**AIM OF THE TASK**. Please output exactly the lines that run from the line with "Target: dining chair" through the final line of the data, inclusive, and nothing more.

**TASK DATA**.
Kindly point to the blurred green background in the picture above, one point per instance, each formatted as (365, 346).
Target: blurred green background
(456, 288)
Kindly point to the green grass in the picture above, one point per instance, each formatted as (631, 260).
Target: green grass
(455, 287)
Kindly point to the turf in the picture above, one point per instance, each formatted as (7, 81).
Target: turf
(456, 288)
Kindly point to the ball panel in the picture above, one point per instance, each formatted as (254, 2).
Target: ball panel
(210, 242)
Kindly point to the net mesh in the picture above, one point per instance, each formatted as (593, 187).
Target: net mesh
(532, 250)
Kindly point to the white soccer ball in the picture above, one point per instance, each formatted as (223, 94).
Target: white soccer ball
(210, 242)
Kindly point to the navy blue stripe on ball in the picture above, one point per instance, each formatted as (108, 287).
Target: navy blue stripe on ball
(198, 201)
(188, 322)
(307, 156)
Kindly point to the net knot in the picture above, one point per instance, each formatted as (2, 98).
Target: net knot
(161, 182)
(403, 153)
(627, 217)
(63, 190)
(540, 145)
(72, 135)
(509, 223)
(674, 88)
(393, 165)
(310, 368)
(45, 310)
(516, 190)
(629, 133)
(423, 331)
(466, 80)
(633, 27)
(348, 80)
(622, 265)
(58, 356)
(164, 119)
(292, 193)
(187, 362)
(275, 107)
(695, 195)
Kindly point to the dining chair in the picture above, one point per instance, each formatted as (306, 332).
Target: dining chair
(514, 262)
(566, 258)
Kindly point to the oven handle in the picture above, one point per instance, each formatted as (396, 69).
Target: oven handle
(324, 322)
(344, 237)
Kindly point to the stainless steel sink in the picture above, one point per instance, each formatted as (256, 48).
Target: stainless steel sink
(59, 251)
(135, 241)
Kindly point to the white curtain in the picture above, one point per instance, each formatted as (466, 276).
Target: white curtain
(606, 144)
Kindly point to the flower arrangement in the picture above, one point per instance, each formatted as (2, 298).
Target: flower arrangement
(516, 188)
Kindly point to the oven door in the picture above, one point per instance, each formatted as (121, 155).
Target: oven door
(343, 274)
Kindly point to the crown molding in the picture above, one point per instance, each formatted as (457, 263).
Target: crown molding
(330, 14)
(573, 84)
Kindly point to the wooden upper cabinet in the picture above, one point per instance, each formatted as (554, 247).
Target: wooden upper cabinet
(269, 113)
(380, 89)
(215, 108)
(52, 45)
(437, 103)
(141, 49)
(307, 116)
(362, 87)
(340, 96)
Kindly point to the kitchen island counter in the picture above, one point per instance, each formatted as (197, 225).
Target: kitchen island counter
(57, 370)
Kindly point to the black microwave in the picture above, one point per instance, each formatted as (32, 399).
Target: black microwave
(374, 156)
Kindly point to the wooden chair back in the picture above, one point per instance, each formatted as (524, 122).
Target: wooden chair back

**ANSWER FOR THE TASK**.
Target: dining chair
(514, 262)
(566, 258)
Kindly point to the oven handle in the picture above, one point per instance, each formatted as (396, 69).
Target: oven handle
(324, 322)
(344, 237)
Kindly point to the stainless steel sink in the picture above, one point per instance, each formatted as (256, 48).
Target: stainless steel sink
(59, 251)
(135, 241)
Kindly point to the white curtain in the picture above, one point per instance, each formatted as (466, 276).
Target: white curtain
(606, 144)
Kindly point to the flower arrangement in the picture above, one point per instance, each formatted as (2, 298).
Target: flower arrangement
(516, 188)
Kindly point to the oven door in the picture above, one point per instance, each formatted as (121, 155).
Target: oven door
(343, 274)
Kindly point to the crown molding in the picture above, one point per instance, each formatted as (457, 263).
Target: crown molding
(330, 14)
(573, 84)
Kindly point to the wooden upper cabinet in the picture above, one point per instance, each formatted as (554, 247).
Target: wooden upper cabinet
(269, 113)
(380, 89)
(215, 108)
(52, 45)
(437, 103)
(141, 49)
(307, 116)
(362, 87)
(340, 96)
Kindly point to the kitchen island counter in the picture above, one point per instance, each formatted as (197, 225).
Target: kitchen island counter
(57, 370)
Kindly point to the black microwave in the picture above, one point per instance, each formatted as (32, 399).
Target: black microwave
(374, 156)
Kindly point to the wooden chair back in the picture above, one point per instance, each formatted as (524, 122).
Target: wooden chair back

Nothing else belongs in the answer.